Source document —
By Vivek Mishra
BENGALURU (Reuters) – South Korea’s central bank will keep rates unchanged on Tuesday but will set the stage for a rate hike next month to follow the August rise, as high household debt and a red-hot housing market threaten financial stability, a Reuters poll found.
Koreans have been borrowing more than ever before and policymakers are increasingly worried skyrocketing property prices have become a risk to the economy, which has recovered strongly from last year’s recession.
After hiking for the first time in almost three years in August, nearly all economists in an Oct. 1-7 Reuters poll said the BoK would keep its base rate unchanged at 0.75% on Tuesday. A recent rise in COVID-19 cases around the country has raised downside economic risks in the short-term.
But 23 of 29 respondents polled expected a hike at the November meeting, taking the benchmark lending rate to 1.00%.
“The BoK (will) keep its policy rate on hold at its meeting next week but signal its intent to normalise policy further … to mitigate financial instability risks arising from rising house prices and high household credit growth rather than inflation, which is expected to ease next year,” said Krystal Tan, an economist at ANZ.
“With the government is set to announce more measures to curb household debt later this month, including potentially tighter rules on home-backed loans. There is a stronger case for the BoK to proceed cautiously, as concerns over financial imbalances need to be balanced with the economic recovery.”
If the central bank delivers a rate hike in November, it would put South Korea well ahead of most other developed economy central banks in the current global tightening cycle, including New Zealand, which raised rates for the first time in seven years on Wednesday.

What you have to do —
Decide whether each statement agrees with the article above on the South Korean central bank's rates. Answer yes or no for each and quote the words from the article that settle it.
(a) Nearly all economists polled said the rate would stay at 0.75% on Tuesday.
(b) Every economist polled expected a hike at the November meeting.
(c) New Zealand raised rates for the first time in three years.

Data under study —

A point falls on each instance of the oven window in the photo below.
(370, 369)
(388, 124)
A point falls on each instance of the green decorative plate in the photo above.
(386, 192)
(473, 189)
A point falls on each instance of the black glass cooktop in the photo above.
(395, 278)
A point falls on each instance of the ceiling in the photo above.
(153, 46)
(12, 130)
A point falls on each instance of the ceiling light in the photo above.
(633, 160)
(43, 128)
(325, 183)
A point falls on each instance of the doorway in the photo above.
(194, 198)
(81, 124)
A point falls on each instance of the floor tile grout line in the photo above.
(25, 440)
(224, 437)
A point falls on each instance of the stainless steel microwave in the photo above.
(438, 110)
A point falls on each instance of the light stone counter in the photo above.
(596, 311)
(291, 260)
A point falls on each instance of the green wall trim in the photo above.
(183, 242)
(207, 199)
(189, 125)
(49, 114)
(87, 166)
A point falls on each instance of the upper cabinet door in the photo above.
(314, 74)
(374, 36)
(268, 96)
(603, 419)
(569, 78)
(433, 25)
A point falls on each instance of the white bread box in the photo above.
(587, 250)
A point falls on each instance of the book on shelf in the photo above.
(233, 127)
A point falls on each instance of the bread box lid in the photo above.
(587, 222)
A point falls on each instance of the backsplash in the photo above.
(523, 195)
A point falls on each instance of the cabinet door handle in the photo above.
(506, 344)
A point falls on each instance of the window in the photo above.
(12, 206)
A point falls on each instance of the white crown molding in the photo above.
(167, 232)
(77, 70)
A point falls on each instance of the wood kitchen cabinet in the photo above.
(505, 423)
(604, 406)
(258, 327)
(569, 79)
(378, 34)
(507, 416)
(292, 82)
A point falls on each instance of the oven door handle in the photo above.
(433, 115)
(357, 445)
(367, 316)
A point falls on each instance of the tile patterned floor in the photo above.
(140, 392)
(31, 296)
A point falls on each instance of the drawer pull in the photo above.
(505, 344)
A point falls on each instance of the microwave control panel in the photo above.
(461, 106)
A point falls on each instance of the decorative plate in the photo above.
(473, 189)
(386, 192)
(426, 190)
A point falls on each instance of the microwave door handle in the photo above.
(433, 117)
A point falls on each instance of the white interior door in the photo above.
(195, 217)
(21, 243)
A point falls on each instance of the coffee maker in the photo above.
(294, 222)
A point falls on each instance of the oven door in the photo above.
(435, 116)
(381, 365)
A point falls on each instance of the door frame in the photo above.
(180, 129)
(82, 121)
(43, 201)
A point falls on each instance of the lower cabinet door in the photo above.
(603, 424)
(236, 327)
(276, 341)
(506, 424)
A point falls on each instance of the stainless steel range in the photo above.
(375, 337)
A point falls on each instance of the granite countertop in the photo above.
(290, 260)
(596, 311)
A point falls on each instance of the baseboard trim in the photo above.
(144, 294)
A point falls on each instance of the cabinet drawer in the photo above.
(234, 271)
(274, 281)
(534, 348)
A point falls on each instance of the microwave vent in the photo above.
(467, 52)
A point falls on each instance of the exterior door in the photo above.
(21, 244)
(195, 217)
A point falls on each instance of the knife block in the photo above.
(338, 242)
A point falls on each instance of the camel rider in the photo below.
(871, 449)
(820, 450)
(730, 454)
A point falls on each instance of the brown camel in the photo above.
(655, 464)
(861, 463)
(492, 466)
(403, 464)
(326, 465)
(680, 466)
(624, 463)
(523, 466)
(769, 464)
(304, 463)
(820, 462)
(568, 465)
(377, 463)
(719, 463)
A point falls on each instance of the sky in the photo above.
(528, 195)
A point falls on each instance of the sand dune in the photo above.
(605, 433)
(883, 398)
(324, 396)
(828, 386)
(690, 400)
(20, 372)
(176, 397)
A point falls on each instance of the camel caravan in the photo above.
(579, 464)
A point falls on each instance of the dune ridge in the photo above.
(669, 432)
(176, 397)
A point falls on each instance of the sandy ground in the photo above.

Written reply —
(a) Yes: "nearly all economists in an Oct. 1-7 Reuters poll said the BoK would keep its base rate unchanged at 0.75% on Tuesday"
(b) No: "23 of 29 respondents polled expected a hike at the November meeting"
(c) No: "New Zealand, which raised rates for the first time in seven years on Wednesday"